● **Brano scelto**:
Risalendo ai principi generali regolatori della materia deve considerarsi che «il fondamento logico-giuridico della regola generale della tempestività della contestazione disciplinare non soddisfa solo l’esigenza di assicurare al lavoratore incolpato l’agevole esercizio del diritto di difesa, quando questo possa essere compromesso dal trascorrere di un lasso di tempo eccessivo rispetto all’epoca di accertamento del fatto oggetto di addebito, ma appaga anche l’esigenza di impedire che l’indugio del datore di lavoro possa avere effetti intimidatori, nonché quella di tutelare l’affidamento che il dipendente deve poter fare sulla rinuncia dello stesso datore di lavoro a sanzionare una mancanza disciplinare allorquando questi manifesti, attraverso la propria inerzia protratta nel tempo, un comportamento in tal senso concludente».

Dati archiviati
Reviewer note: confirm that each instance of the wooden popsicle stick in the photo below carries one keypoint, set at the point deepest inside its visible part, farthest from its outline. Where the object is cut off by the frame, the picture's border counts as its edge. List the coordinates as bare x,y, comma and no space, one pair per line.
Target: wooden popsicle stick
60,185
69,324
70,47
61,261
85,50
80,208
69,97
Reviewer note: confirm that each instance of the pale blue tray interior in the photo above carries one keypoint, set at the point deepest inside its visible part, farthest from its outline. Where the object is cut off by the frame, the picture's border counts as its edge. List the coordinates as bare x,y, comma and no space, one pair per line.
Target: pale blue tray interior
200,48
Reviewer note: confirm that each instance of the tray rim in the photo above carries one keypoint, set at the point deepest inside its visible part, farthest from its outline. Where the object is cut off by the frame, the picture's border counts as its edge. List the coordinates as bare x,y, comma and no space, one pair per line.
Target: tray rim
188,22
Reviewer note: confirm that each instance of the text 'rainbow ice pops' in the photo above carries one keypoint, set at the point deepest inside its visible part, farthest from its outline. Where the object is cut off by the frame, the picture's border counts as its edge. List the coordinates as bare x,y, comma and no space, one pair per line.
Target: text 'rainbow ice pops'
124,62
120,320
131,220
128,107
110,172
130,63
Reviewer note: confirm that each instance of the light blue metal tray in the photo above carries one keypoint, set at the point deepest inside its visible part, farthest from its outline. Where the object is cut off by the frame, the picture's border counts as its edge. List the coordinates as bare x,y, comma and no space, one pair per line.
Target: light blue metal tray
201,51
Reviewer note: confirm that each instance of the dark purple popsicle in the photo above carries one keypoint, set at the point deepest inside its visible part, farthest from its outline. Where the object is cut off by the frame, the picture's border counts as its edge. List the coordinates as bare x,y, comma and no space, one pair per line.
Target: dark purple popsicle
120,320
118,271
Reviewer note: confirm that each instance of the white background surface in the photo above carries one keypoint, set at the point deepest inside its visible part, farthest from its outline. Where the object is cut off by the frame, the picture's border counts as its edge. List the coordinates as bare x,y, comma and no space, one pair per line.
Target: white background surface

● **Cosa si chiede**:
1) Rispondi in base al brano sulla contestazione disciplinare:
(a) Quale diritto del lavoratore incolpato deve poter essere esercitato agevolmente?
(b) Che tipo di effetti dell'indugio del datore di lavoro la regola vuole impedire?
(c) Con quale condotta il datore di lavoro può mostrare un comportamento concludente nel senso della rinuncia a sanzionare?
2) Elenca tutte le esigenze che, secondo il brano sulla contestazione disciplinare, la regola generale della tempestività soddisfa.

● **Risposte ai compiti**:
1)
(a) Il diritto di difesa.
(b) Effetti intimidatori.
(c) Con la propria inerzia protratta nel tempo.

2)
- Assicurare al lavoratore incolpato l'agevole esercizio del diritto di difesa.
- Impedire che l'indugio del datore di lavoro possa avere effetti intimidatori.
- Tutelare l'affidamento che il dipendente deve poter fare sulla rinuncia del datore di lavoro a sanzionare una mancanza disciplinare.